--- START ---
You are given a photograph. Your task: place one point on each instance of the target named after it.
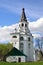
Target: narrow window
(21, 38)
(21, 47)
(22, 24)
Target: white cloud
(36, 26)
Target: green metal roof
(15, 52)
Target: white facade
(15, 59)
(23, 40)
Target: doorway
(19, 59)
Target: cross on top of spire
(23, 16)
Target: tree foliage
(4, 48)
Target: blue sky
(10, 10)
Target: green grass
(26, 63)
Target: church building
(22, 40)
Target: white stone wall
(15, 58)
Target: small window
(29, 45)
(25, 25)
(29, 39)
(21, 38)
(21, 47)
(14, 36)
(22, 24)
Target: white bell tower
(23, 39)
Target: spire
(23, 17)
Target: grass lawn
(26, 63)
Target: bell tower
(23, 24)
(23, 39)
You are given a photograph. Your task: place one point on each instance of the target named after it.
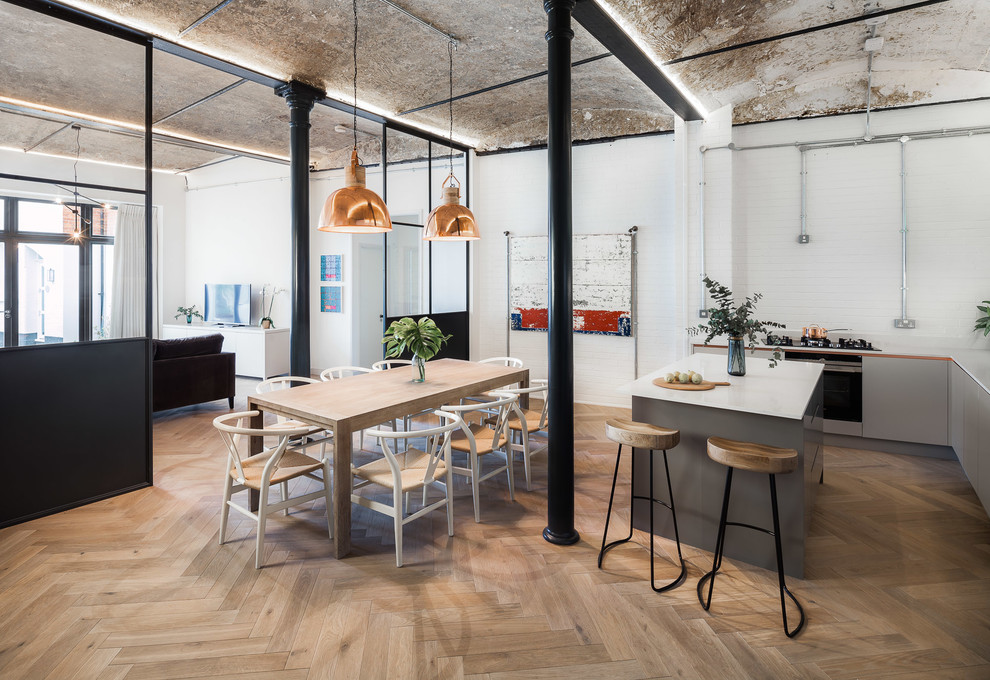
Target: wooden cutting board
(703, 385)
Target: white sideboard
(261, 352)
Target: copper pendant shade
(451, 221)
(355, 209)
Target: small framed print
(330, 299)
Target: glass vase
(737, 356)
(419, 368)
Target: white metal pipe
(508, 292)
(804, 196)
(634, 316)
(701, 223)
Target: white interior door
(370, 300)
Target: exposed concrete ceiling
(939, 52)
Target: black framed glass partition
(74, 186)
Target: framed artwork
(330, 268)
(330, 299)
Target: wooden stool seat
(771, 460)
(641, 435)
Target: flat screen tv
(227, 303)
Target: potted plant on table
(422, 338)
(268, 290)
(189, 313)
(737, 322)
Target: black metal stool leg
(780, 565)
(677, 537)
(608, 515)
(719, 545)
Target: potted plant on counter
(266, 290)
(189, 313)
(422, 338)
(737, 322)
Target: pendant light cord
(450, 103)
(354, 54)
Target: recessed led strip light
(648, 51)
(85, 117)
(88, 160)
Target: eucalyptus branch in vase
(735, 321)
(268, 292)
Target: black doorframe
(102, 403)
(457, 323)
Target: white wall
(168, 192)
(238, 231)
(616, 186)
(237, 228)
(847, 277)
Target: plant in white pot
(983, 323)
(266, 291)
(422, 338)
(737, 322)
(189, 313)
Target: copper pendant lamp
(355, 209)
(451, 221)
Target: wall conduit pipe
(803, 236)
(701, 230)
(634, 321)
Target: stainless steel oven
(843, 386)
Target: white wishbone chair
(480, 439)
(274, 466)
(527, 422)
(283, 382)
(508, 362)
(338, 372)
(411, 470)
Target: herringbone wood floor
(137, 587)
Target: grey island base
(781, 407)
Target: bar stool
(772, 461)
(643, 436)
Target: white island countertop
(781, 392)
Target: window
(58, 259)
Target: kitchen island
(779, 406)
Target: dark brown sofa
(190, 371)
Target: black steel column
(300, 99)
(560, 471)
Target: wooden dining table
(346, 405)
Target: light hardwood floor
(136, 586)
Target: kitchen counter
(781, 392)
(779, 406)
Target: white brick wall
(849, 276)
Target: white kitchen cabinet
(983, 445)
(957, 400)
(906, 399)
(260, 352)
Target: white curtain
(128, 292)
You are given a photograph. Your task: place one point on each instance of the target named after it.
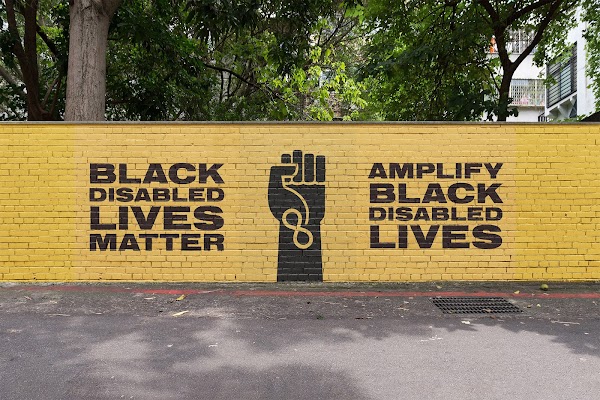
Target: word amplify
(421, 170)
(180, 173)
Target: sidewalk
(293, 300)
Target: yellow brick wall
(549, 185)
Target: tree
(463, 30)
(86, 78)
(33, 59)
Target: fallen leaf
(180, 313)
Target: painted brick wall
(337, 202)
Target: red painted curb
(304, 293)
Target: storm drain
(475, 305)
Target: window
(517, 41)
(564, 77)
(528, 92)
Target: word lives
(165, 208)
(455, 210)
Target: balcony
(528, 92)
(563, 76)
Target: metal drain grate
(475, 305)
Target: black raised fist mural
(297, 200)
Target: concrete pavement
(296, 341)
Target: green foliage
(427, 61)
(52, 49)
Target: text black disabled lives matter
(140, 205)
(462, 227)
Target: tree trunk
(86, 77)
(503, 96)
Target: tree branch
(51, 46)
(540, 31)
(528, 9)
(13, 83)
(241, 78)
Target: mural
(297, 201)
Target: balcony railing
(528, 92)
(564, 76)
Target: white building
(527, 86)
(570, 95)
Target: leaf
(180, 313)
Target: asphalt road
(113, 342)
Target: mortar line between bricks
(304, 293)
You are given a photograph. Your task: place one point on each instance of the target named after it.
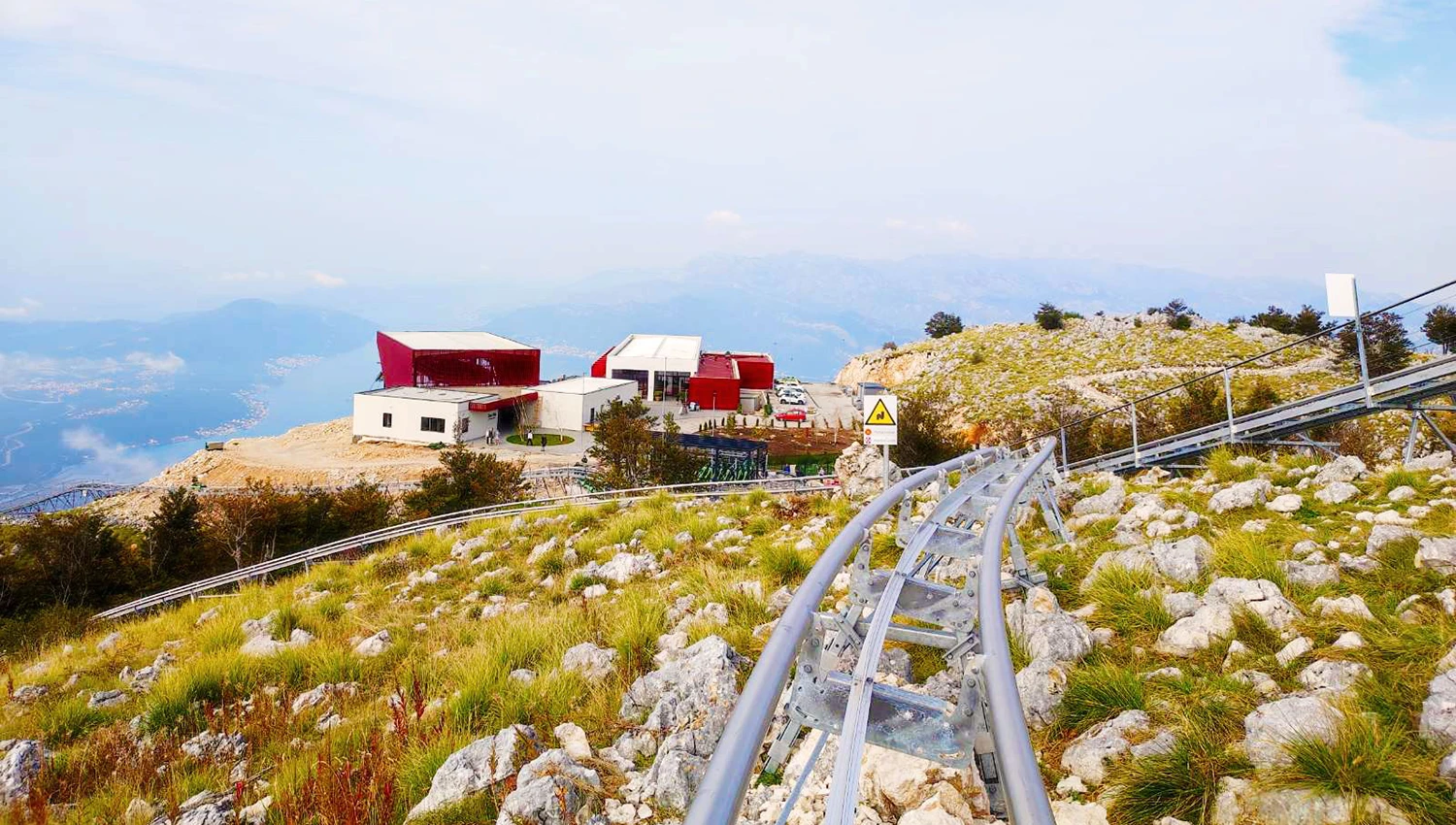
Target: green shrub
(1181, 783)
(1368, 760)
(1097, 693)
(70, 719)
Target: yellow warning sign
(879, 414)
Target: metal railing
(1232, 425)
(1021, 777)
(439, 522)
(1394, 390)
(731, 769)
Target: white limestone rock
(1342, 469)
(1241, 495)
(1439, 710)
(1438, 554)
(1091, 754)
(1260, 597)
(1337, 492)
(477, 767)
(1045, 629)
(1182, 560)
(1351, 606)
(1197, 632)
(1334, 676)
(19, 766)
(684, 706)
(376, 644)
(1040, 687)
(590, 661)
(549, 790)
(1273, 725)
(1309, 575)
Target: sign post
(881, 426)
(1344, 303)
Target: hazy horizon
(168, 157)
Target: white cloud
(151, 363)
(325, 280)
(19, 311)
(722, 218)
(252, 277)
(1220, 136)
(105, 458)
(943, 227)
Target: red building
(675, 367)
(456, 360)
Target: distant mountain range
(814, 312)
(86, 395)
(73, 390)
(236, 335)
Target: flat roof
(638, 346)
(430, 395)
(456, 341)
(581, 384)
(715, 366)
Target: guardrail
(772, 484)
(1231, 426)
(719, 795)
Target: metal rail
(440, 522)
(853, 706)
(1404, 389)
(1021, 778)
(81, 493)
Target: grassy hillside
(999, 372)
(1365, 629)
(1339, 612)
(507, 600)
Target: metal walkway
(1286, 423)
(948, 582)
(82, 493)
(442, 522)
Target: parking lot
(829, 405)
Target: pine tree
(1388, 348)
(943, 325)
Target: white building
(660, 364)
(425, 414)
(573, 404)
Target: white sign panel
(1340, 293)
(881, 419)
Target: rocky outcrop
(1197, 632)
(683, 706)
(552, 789)
(590, 661)
(20, 763)
(1272, 726)
(861, 472)
(1439, 710)
(1091, 754)
(1241, 495)
(1260, 597)
(1045, 629)
(478, 766)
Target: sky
(172, 154)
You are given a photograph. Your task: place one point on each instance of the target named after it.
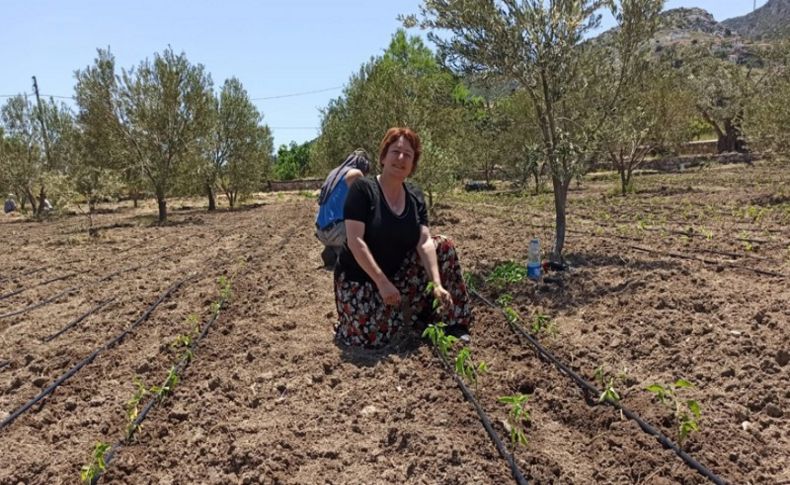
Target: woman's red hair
(393, 135)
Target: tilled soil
(685, 279)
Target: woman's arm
(355, 232)
(426, 249)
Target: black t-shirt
(389, 237)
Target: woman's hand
(389, 293)
(443, 296)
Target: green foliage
(164, 108)
(466, 368)
(686, 412)
(96, 465)
(439, 338)
(225, 290)
(541, 47)
(406, 86)
(292, 161)
(133, 405)
(237, 150)
(517, 417)
(99, 169)
(471, 280)
(169, 385)
(767, 114)
(542, 323)
(509, 272)
(609, 393)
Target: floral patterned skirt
(364, 319)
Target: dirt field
(685, 279)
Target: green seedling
(169, 385)
(439, 339)
(224, 287)
(181, 341)
(505, 300)
(215, 307)
(194, 322)
(542, 323)
(133, 405)
(517, 417)
(466, 368)
(507, 273)
(470, 279)
(609, 392)
(511, 315)
(687, 413)
(97, 464)
(428, 290)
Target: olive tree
(768, 115)
(97, 170)
(238, 148)
(163, 110)
(653, 115)
(541, 45)
(406, 86)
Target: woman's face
(399, 159)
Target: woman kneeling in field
(390, 256)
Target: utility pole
(41, 120)
(43, 193)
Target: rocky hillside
(687, 29)
(771, 21)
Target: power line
(280, 96)
(295, 127)
(297, 94)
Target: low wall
(302, 184)
(682, 162)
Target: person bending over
(390, 256)
(330, 229)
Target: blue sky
(277, 48)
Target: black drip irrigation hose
(179, 368)
(683, 256)
(590, 388)
(34, 271)
(77, 320)
(28, 308)
(87, 360)
(40, 269)
(708, 261)
(67, 291)
(24, 288)
(501, 448)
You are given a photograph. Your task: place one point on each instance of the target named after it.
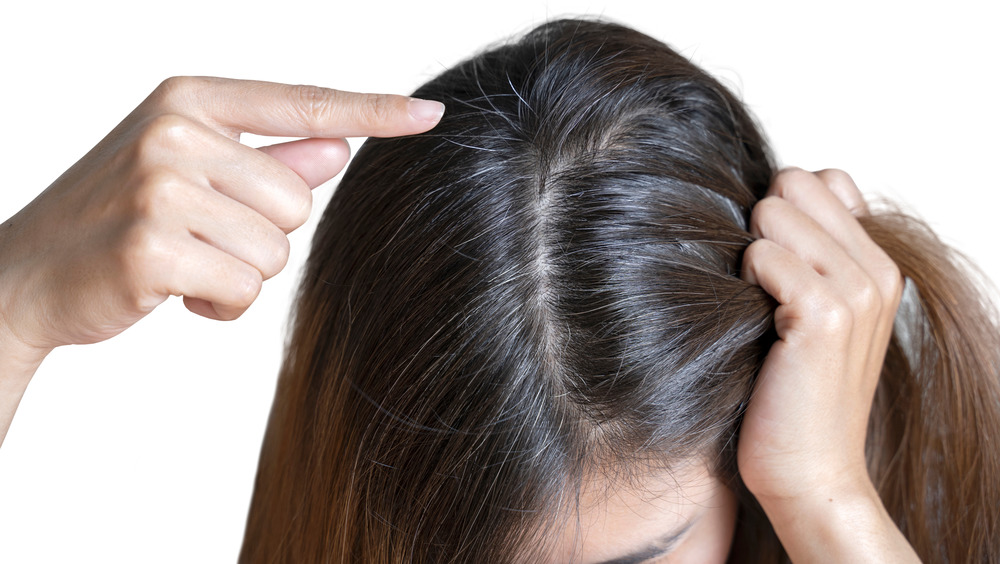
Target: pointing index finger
(285, 110)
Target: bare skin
(171, 204)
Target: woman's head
(532, 308)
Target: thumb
(315, 160)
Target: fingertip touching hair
(546, 286)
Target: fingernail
(426, 110)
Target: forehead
(617, 517)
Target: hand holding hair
(170, 203)
(802, 441)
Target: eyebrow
(659, 547)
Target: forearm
(18, 364)
(849, 527)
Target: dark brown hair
(548, 283)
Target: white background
(144, 448)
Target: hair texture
(546, 286)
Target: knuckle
(275, 256)
(766, 211)
(177, 88)
(142, 255)
(155, 193)
(791, 180)
(300, 205)
(833, 316)
(246, 286)
(866, 298)
(166, 132)
(835, 176)
(313, 103)
(889, 278)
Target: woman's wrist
(843, 524)
(18, 363)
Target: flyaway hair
(547, 285)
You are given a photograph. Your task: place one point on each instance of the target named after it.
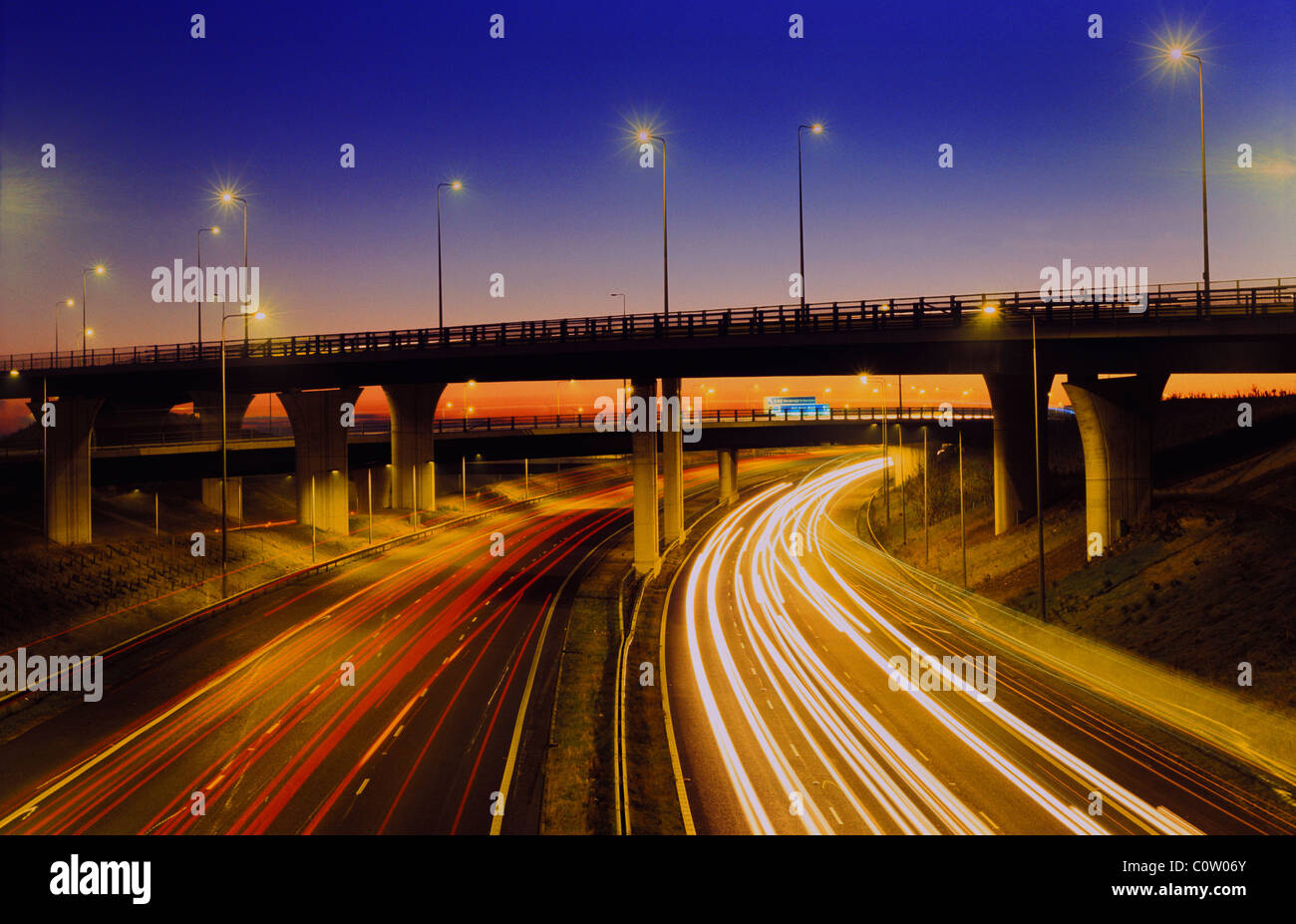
--- END ---
Where the line with "Target: pointing index finger" appears in the entries above, begin there and restate every line to the end word for word, minus the pictures.

Target: pointing index finger
(285, 110)
Target: bare skin
(171, 204)
Target: woman's head
(532, 308)
Target: thumb
(315, 160)
Target: fingertip touching hair
(546, 286)
Target: fingernail
(426, 110)
Target: forehead
(617, 517)
Target: hand holding hair
(170, 203)
(802, 441)
Target: eyebrow
(659, 547)
Target: forearm
(18, 364)
(849, 527)
Target: dark brown hair
(548, 283)
Target: white background
(144, 448)
Target: hair texture
(546, 286)
Target: knuckle
(275, 256)
(766, 211)
(177, 88)
(142, 255)
(155, 193)
(791, 180)
(300, 205)
(833, 316)
(246, 286)
(866, 298)
(166, 132)
(835, 176)
(313, 103)
(889, 278)
Target: woman's wrist
(843, 524)
(18, 363)
Target: flyaway hair
(547, 285)
You are given a photograph. Your task: place one point on each instance of the target named after it.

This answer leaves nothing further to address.